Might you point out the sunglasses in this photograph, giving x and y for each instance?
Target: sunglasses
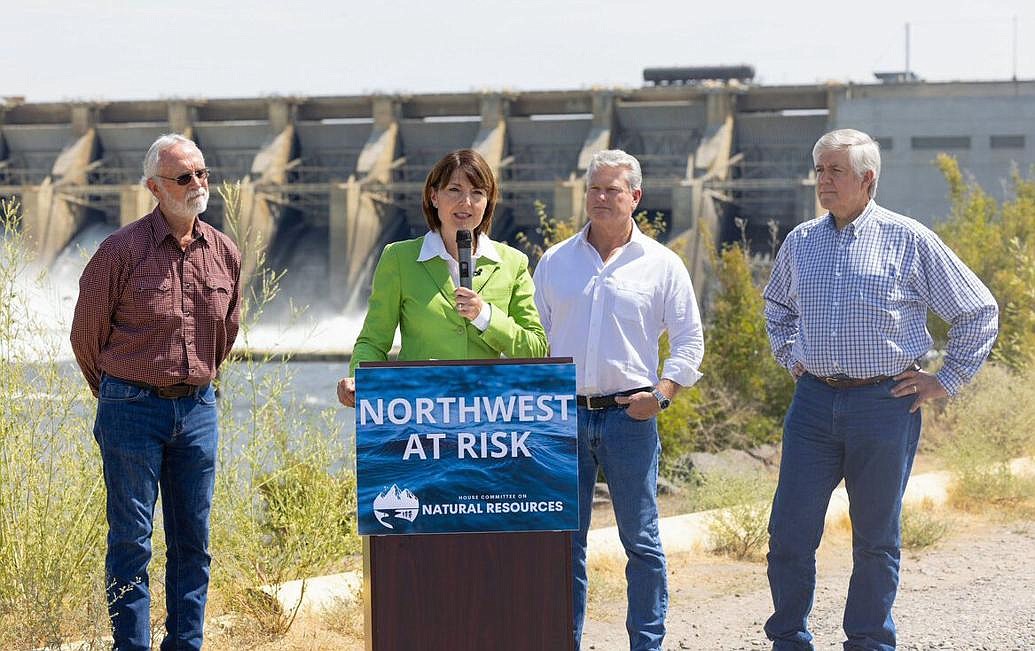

--

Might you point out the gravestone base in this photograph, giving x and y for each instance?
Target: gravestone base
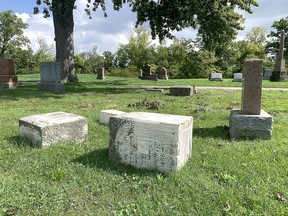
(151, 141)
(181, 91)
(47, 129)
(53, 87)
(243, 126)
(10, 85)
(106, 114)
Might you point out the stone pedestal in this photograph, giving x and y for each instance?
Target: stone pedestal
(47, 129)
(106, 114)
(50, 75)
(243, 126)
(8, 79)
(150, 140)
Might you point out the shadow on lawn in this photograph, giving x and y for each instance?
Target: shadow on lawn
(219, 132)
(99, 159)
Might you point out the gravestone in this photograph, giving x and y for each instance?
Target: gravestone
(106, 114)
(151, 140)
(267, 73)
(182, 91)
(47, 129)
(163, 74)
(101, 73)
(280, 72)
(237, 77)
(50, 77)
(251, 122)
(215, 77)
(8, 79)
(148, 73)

### TASK REQUIREMENTS
Read the lines above. Gather those in which the string "giving" is found.

### EXERCISE ANSWER
Might you point out the sunglasses in this photograph, giving x and y for each instance?
Might you point out the gravestone base in this photograph, giving x and y for each instance?
Might you point out the stone pedestal in this photograph, giving x and y for each instance?
Might you point out the shadow on lawn in this photograph, giving x and y for each instance?
Might you point out the gravestone in this photograph, giving x and y for each instance?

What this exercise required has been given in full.